#### TASK REQUIREMENTS:
Write down each entry again, exactly as it reads.

#### RECORD EXCERPTS:
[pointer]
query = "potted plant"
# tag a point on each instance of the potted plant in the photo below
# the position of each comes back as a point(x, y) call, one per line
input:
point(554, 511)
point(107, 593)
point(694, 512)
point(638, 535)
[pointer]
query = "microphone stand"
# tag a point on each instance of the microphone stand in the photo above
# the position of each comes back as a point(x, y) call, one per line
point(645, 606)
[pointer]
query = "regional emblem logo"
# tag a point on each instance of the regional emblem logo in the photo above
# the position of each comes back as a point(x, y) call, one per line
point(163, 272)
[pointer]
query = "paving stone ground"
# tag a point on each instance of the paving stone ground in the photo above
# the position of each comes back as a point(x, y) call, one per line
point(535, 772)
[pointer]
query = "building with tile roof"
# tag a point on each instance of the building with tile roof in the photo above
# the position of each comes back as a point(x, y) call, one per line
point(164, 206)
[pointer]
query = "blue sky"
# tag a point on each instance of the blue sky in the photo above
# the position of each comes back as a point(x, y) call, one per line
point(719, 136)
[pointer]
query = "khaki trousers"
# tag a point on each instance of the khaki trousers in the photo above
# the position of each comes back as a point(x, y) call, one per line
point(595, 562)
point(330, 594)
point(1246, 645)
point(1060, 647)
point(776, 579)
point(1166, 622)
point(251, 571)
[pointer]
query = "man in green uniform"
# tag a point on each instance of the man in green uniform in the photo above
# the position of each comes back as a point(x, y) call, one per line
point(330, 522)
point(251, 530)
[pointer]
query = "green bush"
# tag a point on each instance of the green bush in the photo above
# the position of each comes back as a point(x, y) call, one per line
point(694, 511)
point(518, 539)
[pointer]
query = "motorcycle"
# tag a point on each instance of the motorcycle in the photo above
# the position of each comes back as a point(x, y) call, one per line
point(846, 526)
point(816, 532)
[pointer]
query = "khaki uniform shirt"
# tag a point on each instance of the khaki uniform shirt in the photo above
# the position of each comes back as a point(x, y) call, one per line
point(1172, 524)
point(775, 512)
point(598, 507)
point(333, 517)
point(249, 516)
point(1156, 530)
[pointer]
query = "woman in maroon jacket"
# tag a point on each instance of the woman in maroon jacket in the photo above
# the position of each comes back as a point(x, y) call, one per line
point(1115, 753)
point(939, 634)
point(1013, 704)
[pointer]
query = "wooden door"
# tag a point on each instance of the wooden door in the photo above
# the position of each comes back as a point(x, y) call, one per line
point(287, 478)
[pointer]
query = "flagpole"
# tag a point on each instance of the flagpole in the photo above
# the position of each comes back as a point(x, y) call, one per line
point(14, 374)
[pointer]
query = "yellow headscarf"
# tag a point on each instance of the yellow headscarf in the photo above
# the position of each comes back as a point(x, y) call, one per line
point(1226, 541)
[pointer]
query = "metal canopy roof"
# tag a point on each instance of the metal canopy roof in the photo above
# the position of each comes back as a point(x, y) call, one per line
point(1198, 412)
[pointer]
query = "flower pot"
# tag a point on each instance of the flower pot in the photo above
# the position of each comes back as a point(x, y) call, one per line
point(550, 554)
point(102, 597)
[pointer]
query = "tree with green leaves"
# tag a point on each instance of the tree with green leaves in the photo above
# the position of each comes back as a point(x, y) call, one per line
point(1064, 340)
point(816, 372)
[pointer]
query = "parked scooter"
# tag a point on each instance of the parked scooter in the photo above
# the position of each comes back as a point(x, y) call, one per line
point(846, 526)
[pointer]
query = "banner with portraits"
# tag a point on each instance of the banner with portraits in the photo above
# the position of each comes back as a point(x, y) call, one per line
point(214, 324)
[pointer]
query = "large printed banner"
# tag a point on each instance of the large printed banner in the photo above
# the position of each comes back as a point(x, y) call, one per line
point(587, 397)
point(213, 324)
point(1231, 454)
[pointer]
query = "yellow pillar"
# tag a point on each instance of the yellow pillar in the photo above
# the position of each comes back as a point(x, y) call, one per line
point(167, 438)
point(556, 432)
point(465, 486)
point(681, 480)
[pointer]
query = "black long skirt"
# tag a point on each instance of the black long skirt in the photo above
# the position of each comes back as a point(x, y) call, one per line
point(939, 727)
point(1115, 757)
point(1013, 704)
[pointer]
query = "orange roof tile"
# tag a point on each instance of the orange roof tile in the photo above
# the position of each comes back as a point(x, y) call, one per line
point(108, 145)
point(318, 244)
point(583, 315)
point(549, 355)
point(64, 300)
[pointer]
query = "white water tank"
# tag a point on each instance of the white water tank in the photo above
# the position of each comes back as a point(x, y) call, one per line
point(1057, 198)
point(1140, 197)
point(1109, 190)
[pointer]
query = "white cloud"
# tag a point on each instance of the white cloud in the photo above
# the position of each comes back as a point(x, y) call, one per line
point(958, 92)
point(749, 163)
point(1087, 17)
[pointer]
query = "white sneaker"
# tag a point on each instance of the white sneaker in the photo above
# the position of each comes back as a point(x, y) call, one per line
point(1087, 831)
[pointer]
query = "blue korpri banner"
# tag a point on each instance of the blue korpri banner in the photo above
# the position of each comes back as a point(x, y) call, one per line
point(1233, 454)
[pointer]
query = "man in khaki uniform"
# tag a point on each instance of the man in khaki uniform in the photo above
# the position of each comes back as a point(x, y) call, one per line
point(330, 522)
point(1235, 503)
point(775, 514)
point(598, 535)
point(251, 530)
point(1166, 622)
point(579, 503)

#### PROBLEM SOLUTION:
[pointer]
query = "potted plant"
# tag a point on each instance of the potted plant in the photo below
# the position of each comes back as a point(x, y) call, one per line
input:
point(554, 511)
point(107, 593)
point(694, 512)
point(638, 535)
[pointer]
query = "microphone stand"
# tag a point on each instance of the microphone stand in the photo above
# the position of each comes back as a point(x, y) call, one per line
point(645, 606)
[pointer]
query = "regional emblem logo"
# tag a point on each instance of the regional emblem logo in the photo above
# the position of each comes back as a point(x, y) call, one per line
point(163, 272)
[pointer]
query = "paving stone ground"
# tag a point on each instance of the paving stone ground in the photo above
# the position of each comes back as a point(x, y) call, one per line
point(535, 772)
[pointer]
query = "building with tile roof"
# tag a point on each instance of the building with tile roof in the photo above
# the position of each comes back as a point(x, y) call, one per line
point(164, 206)
[pointer]
query = "blue sky"
# tag a point on each instance of the blue sky in the photo above
# the position of each comes back as a point(x, y) call, one per line
point(719, 136)
[pointer]
query = "khaki trousers"
# tag a point on each instance of the khaki trousers in the photo above
# the position of each comes back as a point(x, y) call, one per line
point(595, 562)
point(330, 594)
point(1246, 645)
point(1060, 647)
point(776, 579)
point(1166, 622)
point(251, 571)
[pointer]
query = "man in green uniform"
# tag a point on each instance of the man in green uniform in the photo above
# the position of each comes back as a point(x, y) call, one per line
point(330, 522)
point(251, 530)
[pointer]
query = "green bush"
# tag a point on each instance of the green bush in the photo above
# the position of each comes back as a point(x, y) call, one per line
point(694, 511)
point(518, 539)
[pointer]
query = "motorcycle"
# tag a point on each instance of the motorcycle in the photo above
# the position of each comes back as a point(x, y) call, one per line
point(846, 526)
point(816, 532)
[pointer]
query = "khaki uniform shirt"
# tag a point on each instance of the khaki uniform shirt in the photo above
# the position of each comes back as a point(x, y) call, one per line
point(1172, 524)
point(775, 512)
point(598, 507)
point(333, 517)
point(249, 516)
point(1156, 530)
[pointer]
query = "woman in maroon jacket"
# tag a point on each instance of the woman in maroon jacket in the photo above
# the position of each comes back as a point(x, y) call, one per line
point(1115, 753)
point(939, 634)
point(1013, 704)
[pointer]
query = "wooden door"
# tag a point on each instance of the wooden door in the photo above
# the position of each comes back as a point(x, y) call, one per line
point(287, 478)
[pointer]
query = "flagpole"
# tag a point on each instance of the flagpole in the photo above
# the position of each comes back as a point(x, y) call, one per line
point(14, 374)
[pointer]
query = "yellow headscarf"
# tag a point on each instance of the yellow headscarf in the photo above
# the position of each comes back as a point(x, y) call, one per line
point(1226, 541)
[pointer]
query = "metal canopy roof"
# tag a point on each instance of the metal canopy roof in the photo above
# the position of each comes back as a point(x, y) call, one per line
point(1198, 412)
[pointer]
query = "flower pot"
# tag a point on each instance of the flower pot in the photo above
# the position of each comes back as a point(x, y) call, one per line
point(550, 554)
point(102, 597)
[pointer]
query = "tree with green leaves"
# tag a point on each instance of the tree with green leaves in the photo above
# the position of each comes back as a point(x, y) call, one per line
point(1064, 340)
point(816, 372)
[pointer]
query = "parked scooter"
# tag a point on each instance of the parked scooter in the photo above
# the position of each comes back as a point(x, y) call, one per line
point(846, 526)
[pointer]
query = "banner with portraits"
# tag a point on each instance of the banner with portraits in the photo above
# the position of each comes back as a point(x, y) call, one per line
point(214, 324)
[pointer]
query = "large printed banner"
# tag a point on each instance of the large printed banner in the photo above
# the position of each comes back as a point(x, y) call, one per line
point(587, 397)
point(213, 324)
point(1231, 454)
[pointer]
query = "yellow pillar"
# tag a point on each instance of the yellow pillar in the photo above
# the position of each comes back as a point(x, y) call, one per line
point(167, 438)
point(556, 432)
point(465, 486)
point(681, 480)
[pointer]
query = "black long skirt"
# tag a point on each instance of the black long skirt in the photo above
# the position of each comes back as a point(x, y) call, one per line
point(939, 727)
point(1115, 757)
point(1013, 704)
[pointer]
query = "orange roof tile"
# tag a point on each instance of the orange roof tile in the photo above
# the position of each comes back as a point(x, y) call, one per line
point(108, 145)
point(318, 244)
point(583, 315)
point(549, 355)
point(64, 300)
[pointer]
query = "white water tank"
# tag a point on each instance of the white water tank in the photo above
# the position of each comes back as a point(x, y) call, one per line
point(1057, 198)
point(1140, 197)
point(1109, 190)
[pointer]
query = "white cloud"
# tag a point on each instance of the white cloud in the photo above
# the position of each comes back as a point(x, y) call, one per line
point(958, 92)
point(749, 163)
point(1087, 17)
[pointer]
query = "white sneaker"
# tag a point on each instance of the white sneaker in the photo above
# the position of each comes back as a point(x, y) call, one per line
point(1087, 831)
[pointer]
query = "blue korpri banner"
# tag a point on each instance of the blue korpri banner in the photo above
# the position of each comes back as a point(x, y) call, one per line
point(1233, 454)
[pointer]
query = "man in khaki uniform"
# tag a point on each instance of the man in khaki uniform in the photo above
# the position of each comes back as a point(x, y) call, one per line
point(330, 522)
point(1235, 503)
point(775, 514)
point(598, 535)
point(251, 530)
point(1166, 622)
point(579, 503)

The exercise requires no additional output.